Una seconda molla delle derive razziste è l’inquietudine seminata dalla globalizzazione neo-liberista. I grandi poteri finanziari sono astratti e lontani, i “lupi di Wall Street” sono difficili da identificare e da contrastare. È molto più facile e immediato prendere di mira gli africani sbarcati sulle nostre coste negli ultimi anni, additandoli come la causa di molti problemi. Ripetendo dinamiche purtroppo già viste nella storia europea, in tempi di crisi il malcontento popolare si indirizza verso minoranze deboli, ben identificabili, isolabili. Come nel passato, non mancano imprenditori politici che soffiano sul fuoco per capitalizzare il consenso che nasce dalla paura . Formule ormai ampiamente sdoganate, come “prima gli italiani”, demarcano i confini della comunità legittima e ne rivendicano la priorità nell’accesso alle risorse dello Stato e del mercato, noncuranti delle norme anti-discriminatorie come pure dei fenomeni sociali di mescolanza e transizione da una condizione (stranieri) a un’altra (nuovi cittadini italiani, 460.000 negli ultimi tre anni).

 

Una terza matrice del razzismo contemporaneo è il desiderio di distinzione. Il razzismo è un’arma di distinzione di massa a buon mercato: chiunque può attribuirsi una superiorità morale rispetto a chi fa parte di un altro gruppo umano, iscrivendosi nella categoria dei “migliori”, in base al semplice criterio della cittadinanza o del colore della pelle. Mentre si distingue dal gruppo inferiorizzato, afferma la sua appartenenza a una comunità immaginata, quella dei bianchi, o dei settentrionali, o dei veri cittadini. Distinguersi per ricchezza, istruzione, eleganza, è più complicato e impegnativo, mentre il razzismo è alla portata di tutti.

========

- _Il tuo obiettivo_
Elenca tutte le comunità immaginate a cui, secondo il documento, afferma di appartenere chi si distingue dal gruppo inferiorizzato.

========

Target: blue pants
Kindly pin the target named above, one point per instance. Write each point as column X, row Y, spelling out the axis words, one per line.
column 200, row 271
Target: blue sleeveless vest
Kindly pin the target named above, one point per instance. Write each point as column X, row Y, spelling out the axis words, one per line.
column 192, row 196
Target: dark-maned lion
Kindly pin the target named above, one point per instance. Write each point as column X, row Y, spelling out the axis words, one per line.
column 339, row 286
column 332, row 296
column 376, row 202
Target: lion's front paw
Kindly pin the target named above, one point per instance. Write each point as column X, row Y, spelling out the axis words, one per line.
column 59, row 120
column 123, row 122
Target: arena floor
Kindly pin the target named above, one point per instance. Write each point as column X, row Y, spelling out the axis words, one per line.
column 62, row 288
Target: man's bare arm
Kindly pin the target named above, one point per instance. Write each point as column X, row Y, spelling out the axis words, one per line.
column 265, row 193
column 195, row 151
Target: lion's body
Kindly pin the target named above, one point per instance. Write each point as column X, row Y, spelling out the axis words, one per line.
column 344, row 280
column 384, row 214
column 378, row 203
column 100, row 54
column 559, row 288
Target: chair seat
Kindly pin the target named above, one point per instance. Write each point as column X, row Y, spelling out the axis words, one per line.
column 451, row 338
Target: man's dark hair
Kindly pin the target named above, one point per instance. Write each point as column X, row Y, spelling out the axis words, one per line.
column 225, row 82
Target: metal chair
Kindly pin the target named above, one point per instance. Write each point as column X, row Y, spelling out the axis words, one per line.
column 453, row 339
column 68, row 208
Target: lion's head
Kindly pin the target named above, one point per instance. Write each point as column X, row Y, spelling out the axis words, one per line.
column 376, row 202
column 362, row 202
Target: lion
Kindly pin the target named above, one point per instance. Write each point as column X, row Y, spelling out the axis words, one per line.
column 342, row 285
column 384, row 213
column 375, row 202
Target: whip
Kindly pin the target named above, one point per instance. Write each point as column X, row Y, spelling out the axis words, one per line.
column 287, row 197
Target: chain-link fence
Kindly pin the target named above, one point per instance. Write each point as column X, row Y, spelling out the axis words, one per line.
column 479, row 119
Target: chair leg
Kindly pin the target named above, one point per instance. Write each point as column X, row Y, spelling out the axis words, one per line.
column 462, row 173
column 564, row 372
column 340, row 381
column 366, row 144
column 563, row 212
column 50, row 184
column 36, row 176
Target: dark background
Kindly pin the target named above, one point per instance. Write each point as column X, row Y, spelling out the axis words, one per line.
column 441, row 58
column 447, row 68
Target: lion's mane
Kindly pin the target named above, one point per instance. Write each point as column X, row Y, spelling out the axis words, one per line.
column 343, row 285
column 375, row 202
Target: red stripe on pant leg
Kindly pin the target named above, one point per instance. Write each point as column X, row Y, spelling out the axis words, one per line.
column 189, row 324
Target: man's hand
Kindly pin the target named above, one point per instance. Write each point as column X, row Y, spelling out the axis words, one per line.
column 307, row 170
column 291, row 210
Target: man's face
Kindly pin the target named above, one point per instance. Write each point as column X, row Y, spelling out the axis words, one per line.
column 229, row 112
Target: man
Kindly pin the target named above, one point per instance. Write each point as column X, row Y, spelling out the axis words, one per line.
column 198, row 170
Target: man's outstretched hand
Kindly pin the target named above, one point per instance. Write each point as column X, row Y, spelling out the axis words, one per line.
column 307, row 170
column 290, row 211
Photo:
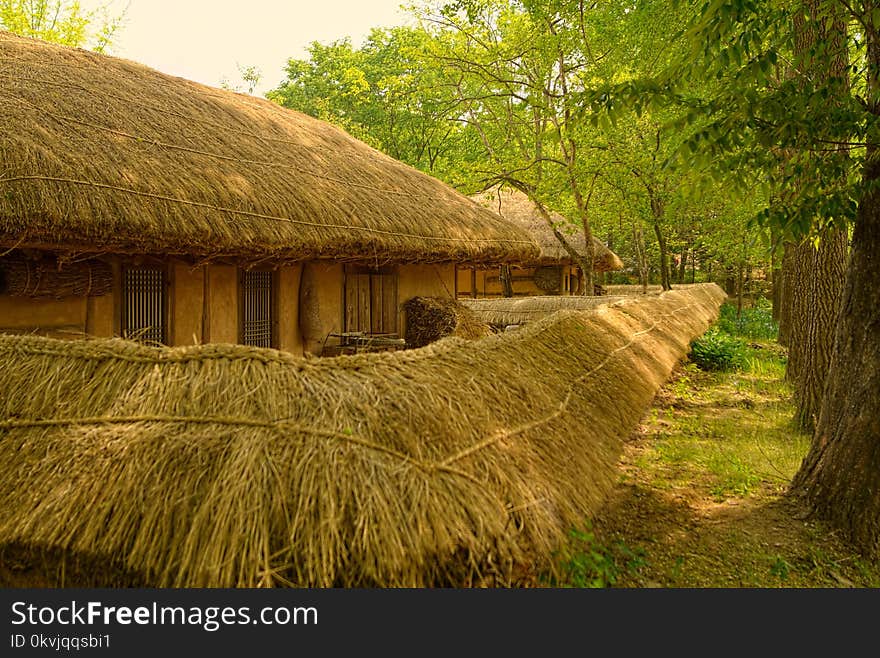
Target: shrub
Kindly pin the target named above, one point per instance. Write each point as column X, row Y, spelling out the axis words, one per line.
column 754, row 323
column 717, row 350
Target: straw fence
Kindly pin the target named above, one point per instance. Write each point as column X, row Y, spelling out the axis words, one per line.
column 222, row 465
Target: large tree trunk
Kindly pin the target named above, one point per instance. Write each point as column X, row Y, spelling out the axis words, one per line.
column 812, row 350
column 840, row 477
column 797, row 263
column 819, row 271
column 641, row 254
column 785, row 274
column 664, row 252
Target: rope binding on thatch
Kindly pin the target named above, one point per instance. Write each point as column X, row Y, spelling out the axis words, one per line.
column 432, row 318
column 548, row 278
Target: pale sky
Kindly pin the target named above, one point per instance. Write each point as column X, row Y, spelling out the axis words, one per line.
column 205, row 40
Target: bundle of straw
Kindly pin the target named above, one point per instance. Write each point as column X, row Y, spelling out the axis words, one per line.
column 223, row 465
column 429, row 319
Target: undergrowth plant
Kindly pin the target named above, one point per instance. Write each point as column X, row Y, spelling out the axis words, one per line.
column 587, row 563
column 718, row 350
column 755, row 323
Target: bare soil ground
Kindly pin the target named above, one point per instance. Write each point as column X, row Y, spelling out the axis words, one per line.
column 701, row 501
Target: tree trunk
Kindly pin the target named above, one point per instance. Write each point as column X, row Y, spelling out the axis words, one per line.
column 776, row 282
column 664, row 255
column 839, row 479
column 819, row 271
column 641, row 255
column 739, row 290
column 798, row 273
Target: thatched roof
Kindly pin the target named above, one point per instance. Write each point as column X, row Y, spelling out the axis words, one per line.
column 104, row 154
column 226, row 465
column 516, row 207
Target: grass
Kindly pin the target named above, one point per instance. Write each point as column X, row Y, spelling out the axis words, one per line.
column 701, row 497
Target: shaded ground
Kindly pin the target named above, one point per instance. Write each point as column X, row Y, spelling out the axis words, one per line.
column 700, row 502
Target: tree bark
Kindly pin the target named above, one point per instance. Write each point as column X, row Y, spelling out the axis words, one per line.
column 664, row 251
column 641, row 255
column 797, row 263
column 818, row 274
column 506, row 280
column 839, row 479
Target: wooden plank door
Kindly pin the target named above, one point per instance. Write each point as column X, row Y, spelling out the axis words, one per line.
column 357, row 303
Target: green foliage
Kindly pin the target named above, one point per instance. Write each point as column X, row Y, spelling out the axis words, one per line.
column 585, row 562
column 780, row 568
column 718, row 350
column 756, row 323
column 60, row 21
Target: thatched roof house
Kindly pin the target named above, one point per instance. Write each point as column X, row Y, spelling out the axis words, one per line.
column 552, row 271
column 210, row 216
column 516, row 208
column 104, row 154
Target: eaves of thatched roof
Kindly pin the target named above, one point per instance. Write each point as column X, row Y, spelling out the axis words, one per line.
column 519, row 210
column 101, row 154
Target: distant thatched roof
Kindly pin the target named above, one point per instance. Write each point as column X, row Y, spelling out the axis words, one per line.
column 103, row 154
column 516, row 207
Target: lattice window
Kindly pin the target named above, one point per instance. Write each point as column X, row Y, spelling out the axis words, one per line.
column 144, row 304
column 257, row 311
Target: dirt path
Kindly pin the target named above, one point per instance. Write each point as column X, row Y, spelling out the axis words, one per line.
column 670, row 523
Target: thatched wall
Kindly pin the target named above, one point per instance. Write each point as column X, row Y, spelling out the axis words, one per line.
column 231, row 466
column 101, row 154
column 517, row 310
column 503, row 311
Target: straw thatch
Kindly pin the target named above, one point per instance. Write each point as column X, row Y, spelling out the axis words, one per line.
column 502, row 311
column 102, row 154
column 519, row 210
column 49, row 278
column 226, row 465
column 429, row 319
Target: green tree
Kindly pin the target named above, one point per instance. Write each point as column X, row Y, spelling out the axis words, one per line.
column 811, row 138
column 60, row 21
column 384, row 92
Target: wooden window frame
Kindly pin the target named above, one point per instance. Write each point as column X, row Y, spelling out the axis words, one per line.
column 274, row 303
column 165, row 303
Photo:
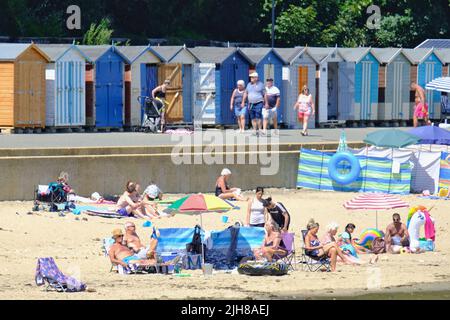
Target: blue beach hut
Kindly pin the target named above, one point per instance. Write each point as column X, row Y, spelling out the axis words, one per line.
column 65, row 86
column 268, row 64
column 105, row 79
column 227, row 66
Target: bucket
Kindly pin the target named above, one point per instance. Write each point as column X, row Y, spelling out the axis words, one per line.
column 208, row 269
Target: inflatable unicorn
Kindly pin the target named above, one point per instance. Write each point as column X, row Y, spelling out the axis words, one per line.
column 418, row 217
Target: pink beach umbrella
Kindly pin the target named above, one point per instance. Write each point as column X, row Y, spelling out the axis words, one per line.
column 375, row 201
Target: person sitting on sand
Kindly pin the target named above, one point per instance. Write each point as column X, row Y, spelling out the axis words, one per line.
column 317, row 249
column 397, row 236
column 256, row 217
column 120, row 254
column 132, row 241
column 128, row 204
column 269, row 249
column 223, row 190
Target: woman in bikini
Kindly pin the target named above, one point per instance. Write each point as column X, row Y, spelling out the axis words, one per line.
column 305, row 108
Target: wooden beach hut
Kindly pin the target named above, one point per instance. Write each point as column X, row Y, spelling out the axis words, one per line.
column 336, row 85
column 428, row 65
column 216, row 78
column 301, row 70
column 178, row 68
column 141, row 77
column 105, row 87
column 22, row 86
column 394, row 103
column 268, row 64
column 65, row 86
column 364, row 69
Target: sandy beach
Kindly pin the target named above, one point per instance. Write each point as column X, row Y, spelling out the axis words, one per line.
column 76, row 246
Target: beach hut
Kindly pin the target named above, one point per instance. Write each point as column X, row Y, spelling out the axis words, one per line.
column 268, row 64
column 105, row 87
column 301, row 71
column 22, row 86
column 364, row 71
column 65, row 86
column 336, row 84
column 178, row 68
column 141, row 77
column 428, row 65
column 215, row 80
column 394, row 100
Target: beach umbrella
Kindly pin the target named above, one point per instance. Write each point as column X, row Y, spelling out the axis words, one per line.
column 391, row 138
column 198, row 204
column 376, row 202
column 432, row 135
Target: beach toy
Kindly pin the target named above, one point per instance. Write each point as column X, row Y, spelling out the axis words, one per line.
column 147, row 224
column 367, row 237
column 347, row 178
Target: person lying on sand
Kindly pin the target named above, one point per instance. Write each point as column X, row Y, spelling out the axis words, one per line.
column 397, row 236
column 133, row 242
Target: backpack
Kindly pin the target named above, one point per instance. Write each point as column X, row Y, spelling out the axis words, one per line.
column 378, row 246
column 195, row 247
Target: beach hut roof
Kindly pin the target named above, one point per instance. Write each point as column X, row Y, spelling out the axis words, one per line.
column 12, row 51
column 355, row 54
column 56, row 51
column 95, row 52
column 320, row 54
column 135, row 52
column 435, row 43
column 386, row 55
column 290, row 54
column 170, row 52
column 256, row 55
column 421, row 54
column 444, row 54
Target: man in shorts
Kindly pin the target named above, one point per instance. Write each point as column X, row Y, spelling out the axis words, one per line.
column 274, row 100
column 257, row 100
column 421, row 106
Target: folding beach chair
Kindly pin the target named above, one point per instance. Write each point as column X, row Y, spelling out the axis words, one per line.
column 311, row 262
column 48, row 273
column 289, row 246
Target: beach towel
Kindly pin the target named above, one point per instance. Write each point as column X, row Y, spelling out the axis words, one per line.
column 47, row 271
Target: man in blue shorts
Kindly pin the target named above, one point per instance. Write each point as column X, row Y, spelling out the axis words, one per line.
column 257, row 100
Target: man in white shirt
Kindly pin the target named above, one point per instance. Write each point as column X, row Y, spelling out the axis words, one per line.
column 270, row 112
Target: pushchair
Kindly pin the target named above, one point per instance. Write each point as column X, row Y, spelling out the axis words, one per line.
column 153, row 109
column 51, row 195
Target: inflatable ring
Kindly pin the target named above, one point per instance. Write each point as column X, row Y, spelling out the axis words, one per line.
column 344, row 178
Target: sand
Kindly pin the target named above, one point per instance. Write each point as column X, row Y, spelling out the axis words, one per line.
column 76, row 247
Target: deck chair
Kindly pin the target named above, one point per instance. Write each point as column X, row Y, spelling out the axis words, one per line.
column 289, row 246
column 313, row 263
column 47, row 272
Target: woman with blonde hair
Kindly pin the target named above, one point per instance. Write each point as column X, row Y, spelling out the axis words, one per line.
column 305, row 108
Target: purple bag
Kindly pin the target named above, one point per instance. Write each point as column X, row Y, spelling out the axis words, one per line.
column 48, row 272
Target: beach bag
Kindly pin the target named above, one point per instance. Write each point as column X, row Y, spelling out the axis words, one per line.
column 48, row 272
column 195, row 247
column 378, row 246
column 263, row 268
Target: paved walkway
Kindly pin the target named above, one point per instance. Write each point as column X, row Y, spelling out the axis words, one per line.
column 112, row 139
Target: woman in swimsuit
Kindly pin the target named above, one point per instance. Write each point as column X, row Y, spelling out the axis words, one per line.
column 160, row 93
column 305, row 108
column 317, row 249
column 223, row 190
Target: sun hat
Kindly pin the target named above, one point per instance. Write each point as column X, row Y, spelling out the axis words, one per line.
column 117, row 233
column 226, row 172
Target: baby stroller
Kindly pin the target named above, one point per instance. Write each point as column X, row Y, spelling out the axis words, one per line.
column 51, row 195
column 153, row 108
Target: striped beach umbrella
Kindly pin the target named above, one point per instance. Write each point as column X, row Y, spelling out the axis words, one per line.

========

- _Soluzione_
- La comunità dei bianchi
- La comunità dei settentrionali
- La comunità dei veri cittadini